● Selected passage
But health care votes bought with promises of fiscal responsibility might as well have been bought with suitcases full of Monopoly money. A little more than 24 hours after releasing the bill's preliminary score—the one that made headlines and attracted crucial votes—the CBO released another report, this one produced at the request of Rep. Paul Ryan (R-Wis.). Ryan asked about the "doc fix," which would prevent doctors' Medicare payments from being cut. The doc fix is now expected to be enacted separately, at a cost of more than $200 billion over 10 years. But if enacted along with the health care bill, the CBO estimated, the net effect would have been to enlarge the deficit by $59 billion during the first decade.
Defenders of the health care bill now argue that the doc fix is an unrelated issue. But Democrats didn't always think so: An early draft of the House health care bill, which was deemed too expensive, included the doc fix. And Senate Majority Leader Harry Reid (D-Nev.) reportedly used the provision to ensure support from the American Medical Association. Are we supposed to believe that it's good enough to bargain with but not good enough to figure into the budget?
Maybe the problem is something more elementary: Democrats just don't know how to count. Talking points released by House Majority Leader Steny Hoyer (D-Md.) in March claimed the bill both "IS FULLY PAID FOR" and "EXTENDS THE SOLVENCY OF MEDICARE." Contrary to such claims, the CBO's letter to Ryan said Medicare cuts cannot be used both to pay for insurance subsidies and to improve the program's fiscal outlook. One or the other, perhaps, but not both.

● What the task asks
Write a continuation of the passage on the health care bill's CBO deficit estimates, picking up right after its final sentence.

[Dataset items]
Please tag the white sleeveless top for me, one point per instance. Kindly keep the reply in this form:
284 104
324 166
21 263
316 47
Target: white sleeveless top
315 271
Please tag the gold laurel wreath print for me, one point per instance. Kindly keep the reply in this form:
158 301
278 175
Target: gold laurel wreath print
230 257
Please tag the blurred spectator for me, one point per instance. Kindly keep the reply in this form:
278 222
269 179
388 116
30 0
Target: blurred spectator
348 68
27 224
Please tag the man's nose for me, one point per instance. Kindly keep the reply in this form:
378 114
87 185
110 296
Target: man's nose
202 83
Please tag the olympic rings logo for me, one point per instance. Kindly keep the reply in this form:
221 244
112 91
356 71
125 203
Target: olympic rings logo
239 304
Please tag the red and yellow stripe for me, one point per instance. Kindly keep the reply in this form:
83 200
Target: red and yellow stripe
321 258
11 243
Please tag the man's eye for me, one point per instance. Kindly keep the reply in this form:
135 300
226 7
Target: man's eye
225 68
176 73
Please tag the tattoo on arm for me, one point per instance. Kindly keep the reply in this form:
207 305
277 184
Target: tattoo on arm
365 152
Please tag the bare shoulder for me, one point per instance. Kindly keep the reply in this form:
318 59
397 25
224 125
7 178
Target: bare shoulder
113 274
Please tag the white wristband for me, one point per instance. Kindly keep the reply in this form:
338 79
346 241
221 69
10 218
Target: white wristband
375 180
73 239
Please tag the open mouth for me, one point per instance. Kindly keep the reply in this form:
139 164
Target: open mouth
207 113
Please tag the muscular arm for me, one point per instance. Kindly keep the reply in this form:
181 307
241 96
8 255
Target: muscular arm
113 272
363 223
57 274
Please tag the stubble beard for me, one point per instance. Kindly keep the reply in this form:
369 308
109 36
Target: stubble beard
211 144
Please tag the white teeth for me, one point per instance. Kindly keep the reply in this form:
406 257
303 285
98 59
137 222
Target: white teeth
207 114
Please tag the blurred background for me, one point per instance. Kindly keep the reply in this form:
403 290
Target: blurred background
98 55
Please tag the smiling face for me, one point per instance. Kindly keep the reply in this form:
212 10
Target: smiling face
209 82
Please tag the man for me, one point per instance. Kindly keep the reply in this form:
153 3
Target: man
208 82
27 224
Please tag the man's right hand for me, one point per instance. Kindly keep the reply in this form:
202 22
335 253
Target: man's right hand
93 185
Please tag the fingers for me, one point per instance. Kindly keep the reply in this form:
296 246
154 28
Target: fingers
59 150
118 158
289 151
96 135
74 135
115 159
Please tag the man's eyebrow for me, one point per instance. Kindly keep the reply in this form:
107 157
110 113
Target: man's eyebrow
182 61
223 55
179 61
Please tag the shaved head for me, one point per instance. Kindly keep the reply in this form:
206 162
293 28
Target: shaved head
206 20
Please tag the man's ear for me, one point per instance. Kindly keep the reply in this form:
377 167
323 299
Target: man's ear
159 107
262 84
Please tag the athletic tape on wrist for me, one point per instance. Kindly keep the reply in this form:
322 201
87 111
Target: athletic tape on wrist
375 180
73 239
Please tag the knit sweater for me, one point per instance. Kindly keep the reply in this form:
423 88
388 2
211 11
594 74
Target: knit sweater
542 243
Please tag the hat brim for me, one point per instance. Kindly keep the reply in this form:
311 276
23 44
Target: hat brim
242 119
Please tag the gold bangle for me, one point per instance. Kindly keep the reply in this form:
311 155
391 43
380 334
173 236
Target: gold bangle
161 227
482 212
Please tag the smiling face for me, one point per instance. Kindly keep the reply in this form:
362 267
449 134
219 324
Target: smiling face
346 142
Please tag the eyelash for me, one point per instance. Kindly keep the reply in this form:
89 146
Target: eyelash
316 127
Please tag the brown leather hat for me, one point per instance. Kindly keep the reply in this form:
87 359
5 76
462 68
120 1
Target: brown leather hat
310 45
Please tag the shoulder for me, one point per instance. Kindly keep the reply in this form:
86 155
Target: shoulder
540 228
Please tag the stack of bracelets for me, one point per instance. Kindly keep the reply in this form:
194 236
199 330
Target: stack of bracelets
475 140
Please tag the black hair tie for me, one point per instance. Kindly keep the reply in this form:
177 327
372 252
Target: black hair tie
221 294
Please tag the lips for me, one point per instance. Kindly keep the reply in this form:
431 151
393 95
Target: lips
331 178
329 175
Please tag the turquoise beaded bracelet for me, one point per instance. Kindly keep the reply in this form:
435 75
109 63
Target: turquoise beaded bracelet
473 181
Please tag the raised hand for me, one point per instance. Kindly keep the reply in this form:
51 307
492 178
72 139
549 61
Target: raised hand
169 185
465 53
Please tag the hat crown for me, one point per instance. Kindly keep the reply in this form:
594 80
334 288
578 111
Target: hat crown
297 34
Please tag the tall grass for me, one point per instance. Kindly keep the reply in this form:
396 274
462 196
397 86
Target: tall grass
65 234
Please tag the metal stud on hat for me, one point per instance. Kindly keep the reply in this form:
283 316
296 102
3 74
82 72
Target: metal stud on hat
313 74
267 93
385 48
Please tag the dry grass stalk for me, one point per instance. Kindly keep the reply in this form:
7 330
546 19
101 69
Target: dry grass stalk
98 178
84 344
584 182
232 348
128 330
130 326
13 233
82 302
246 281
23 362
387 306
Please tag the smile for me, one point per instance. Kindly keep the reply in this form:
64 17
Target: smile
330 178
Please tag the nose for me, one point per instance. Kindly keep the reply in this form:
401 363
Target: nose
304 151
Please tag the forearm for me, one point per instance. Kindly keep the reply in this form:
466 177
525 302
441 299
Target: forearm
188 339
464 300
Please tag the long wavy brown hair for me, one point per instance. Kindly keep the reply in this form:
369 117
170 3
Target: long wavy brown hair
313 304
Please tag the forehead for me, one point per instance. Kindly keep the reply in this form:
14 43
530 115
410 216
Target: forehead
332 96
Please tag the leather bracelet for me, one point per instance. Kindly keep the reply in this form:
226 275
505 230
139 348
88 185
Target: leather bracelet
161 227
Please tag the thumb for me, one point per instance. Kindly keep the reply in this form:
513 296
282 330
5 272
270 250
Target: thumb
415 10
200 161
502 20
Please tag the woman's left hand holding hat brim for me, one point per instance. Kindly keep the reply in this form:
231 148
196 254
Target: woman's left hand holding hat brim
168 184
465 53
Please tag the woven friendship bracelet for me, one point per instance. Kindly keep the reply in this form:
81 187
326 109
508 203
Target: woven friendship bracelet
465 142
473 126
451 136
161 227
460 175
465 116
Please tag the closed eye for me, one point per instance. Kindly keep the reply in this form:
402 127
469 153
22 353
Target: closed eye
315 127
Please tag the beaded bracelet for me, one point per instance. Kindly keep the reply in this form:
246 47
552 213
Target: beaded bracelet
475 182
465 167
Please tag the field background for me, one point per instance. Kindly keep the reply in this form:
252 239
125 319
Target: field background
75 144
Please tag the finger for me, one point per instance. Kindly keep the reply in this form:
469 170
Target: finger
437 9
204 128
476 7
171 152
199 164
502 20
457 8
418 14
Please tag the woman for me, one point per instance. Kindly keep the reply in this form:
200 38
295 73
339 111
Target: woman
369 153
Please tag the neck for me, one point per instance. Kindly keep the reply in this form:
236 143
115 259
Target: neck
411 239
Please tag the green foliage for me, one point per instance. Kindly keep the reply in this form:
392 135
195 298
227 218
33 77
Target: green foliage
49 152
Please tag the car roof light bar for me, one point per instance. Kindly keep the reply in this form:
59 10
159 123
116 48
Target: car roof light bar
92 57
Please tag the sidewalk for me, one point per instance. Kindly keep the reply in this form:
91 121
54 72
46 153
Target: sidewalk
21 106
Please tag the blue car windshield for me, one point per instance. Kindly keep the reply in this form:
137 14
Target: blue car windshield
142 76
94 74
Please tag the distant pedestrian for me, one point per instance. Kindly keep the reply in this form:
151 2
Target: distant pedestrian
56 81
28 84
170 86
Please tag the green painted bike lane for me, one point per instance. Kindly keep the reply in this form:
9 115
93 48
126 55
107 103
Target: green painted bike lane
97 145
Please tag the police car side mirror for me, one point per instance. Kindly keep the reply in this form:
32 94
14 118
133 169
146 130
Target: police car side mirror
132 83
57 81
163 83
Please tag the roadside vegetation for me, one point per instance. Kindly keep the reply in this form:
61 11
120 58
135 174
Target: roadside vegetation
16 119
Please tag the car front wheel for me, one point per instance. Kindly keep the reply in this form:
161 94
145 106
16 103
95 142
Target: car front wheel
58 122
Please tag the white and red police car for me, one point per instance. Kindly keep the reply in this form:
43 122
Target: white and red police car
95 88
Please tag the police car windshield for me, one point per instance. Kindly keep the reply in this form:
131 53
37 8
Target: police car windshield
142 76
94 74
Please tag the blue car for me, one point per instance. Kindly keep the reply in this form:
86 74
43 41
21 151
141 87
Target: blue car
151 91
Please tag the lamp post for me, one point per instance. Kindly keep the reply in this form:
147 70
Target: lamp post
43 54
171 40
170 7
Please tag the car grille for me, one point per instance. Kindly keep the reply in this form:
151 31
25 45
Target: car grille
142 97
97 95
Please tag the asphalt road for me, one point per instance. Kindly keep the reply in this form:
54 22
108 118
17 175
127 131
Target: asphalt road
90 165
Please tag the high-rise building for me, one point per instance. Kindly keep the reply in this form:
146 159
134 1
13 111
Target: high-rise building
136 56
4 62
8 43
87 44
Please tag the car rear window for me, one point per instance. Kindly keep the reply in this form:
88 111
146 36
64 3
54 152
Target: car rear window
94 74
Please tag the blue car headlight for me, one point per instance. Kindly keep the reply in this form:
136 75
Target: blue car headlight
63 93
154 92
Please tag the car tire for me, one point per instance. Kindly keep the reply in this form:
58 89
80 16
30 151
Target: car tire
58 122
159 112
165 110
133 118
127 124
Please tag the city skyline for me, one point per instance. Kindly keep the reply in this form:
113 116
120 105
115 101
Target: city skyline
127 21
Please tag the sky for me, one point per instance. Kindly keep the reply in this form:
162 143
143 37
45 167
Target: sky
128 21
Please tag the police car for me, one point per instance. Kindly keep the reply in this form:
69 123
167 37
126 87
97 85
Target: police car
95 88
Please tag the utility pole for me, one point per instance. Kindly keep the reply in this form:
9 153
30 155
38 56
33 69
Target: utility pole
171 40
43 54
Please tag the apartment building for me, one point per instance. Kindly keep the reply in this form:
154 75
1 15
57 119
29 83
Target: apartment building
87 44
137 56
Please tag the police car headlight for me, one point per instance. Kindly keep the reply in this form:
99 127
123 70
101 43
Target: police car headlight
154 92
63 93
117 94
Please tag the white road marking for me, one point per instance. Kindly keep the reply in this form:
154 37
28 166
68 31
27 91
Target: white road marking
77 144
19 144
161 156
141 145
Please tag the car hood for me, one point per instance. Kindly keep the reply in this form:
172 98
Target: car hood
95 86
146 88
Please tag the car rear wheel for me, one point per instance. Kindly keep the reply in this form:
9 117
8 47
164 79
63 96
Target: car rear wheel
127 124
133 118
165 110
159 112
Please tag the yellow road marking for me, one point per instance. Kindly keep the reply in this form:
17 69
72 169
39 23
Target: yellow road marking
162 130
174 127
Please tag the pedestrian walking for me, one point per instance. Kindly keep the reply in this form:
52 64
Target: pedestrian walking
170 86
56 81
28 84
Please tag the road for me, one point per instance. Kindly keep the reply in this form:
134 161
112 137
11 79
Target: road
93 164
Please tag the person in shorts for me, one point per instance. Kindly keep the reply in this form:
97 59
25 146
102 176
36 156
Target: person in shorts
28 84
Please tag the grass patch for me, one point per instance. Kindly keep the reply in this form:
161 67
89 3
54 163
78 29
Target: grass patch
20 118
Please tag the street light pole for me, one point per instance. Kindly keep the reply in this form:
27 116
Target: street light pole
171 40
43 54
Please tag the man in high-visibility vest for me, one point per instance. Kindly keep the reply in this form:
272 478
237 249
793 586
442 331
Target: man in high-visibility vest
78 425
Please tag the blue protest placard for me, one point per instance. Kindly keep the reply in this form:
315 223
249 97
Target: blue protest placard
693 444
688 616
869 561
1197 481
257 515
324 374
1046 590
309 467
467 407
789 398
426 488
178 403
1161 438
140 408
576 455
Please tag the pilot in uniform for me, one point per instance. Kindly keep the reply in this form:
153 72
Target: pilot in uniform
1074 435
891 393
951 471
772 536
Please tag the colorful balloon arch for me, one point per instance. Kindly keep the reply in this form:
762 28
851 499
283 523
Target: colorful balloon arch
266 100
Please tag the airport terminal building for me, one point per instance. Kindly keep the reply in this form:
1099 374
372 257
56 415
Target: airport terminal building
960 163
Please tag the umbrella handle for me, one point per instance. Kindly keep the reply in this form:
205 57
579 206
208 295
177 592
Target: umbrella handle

● Exercise response
Nor is that the only double count. The CBO score for the Senate bill includes $72 billion in revenues generated by the CLASS Act, a federally backed disability insurance program. But that $72 billion is premium revenue that will eventually be needed to pay benefits. The score counts the revenue anyway, despite the fact that, according to the CBO, the government's disability insurance obligations will probably add to the deficit in the long term.
Eventually, the deficit damage starts to add up. According to the CBO, if you scrap a few of the bill's more fanciful assumptions—cuts to Medicare payments, a slowing of the growth of insurance subsidies, implementation of the tax on "Cadillac" insurance plans (which union lobbyists already have managed to delay by five years)—the deficit will grow "in a broad range around one-quarter percent of GDP," or about $600 billion, in the second decade. Fiscally responsible!
Why does all this matter? It's not just the cherry-picked numbers and the rhetorical deception; it's the country's fiscal future. Thanks to a spiraling deficit, the economy is chugging merrily toward a broken bridge over a rocky canyon—a fact that almost no one from either party is willing to do anything about. America, according to the CBO, is on an "unsustainable" fiscal path, and Moody's recently warned that the nation's solid-gold credit rating may be at risk. So it doesn't matter how many times blinkered legislators repeat to themselves, "I think I can, I think I can." Nothing short of significant cutbacks to entitlement spending is going to transform the U.S. budget into the little engine that could. Instead, politicians are paying for new entitlements by shifting money from unsustainable programs—money that should have been used to help get America's fiscal house in order.
Democrats made history all right. But only by sacrificing the future.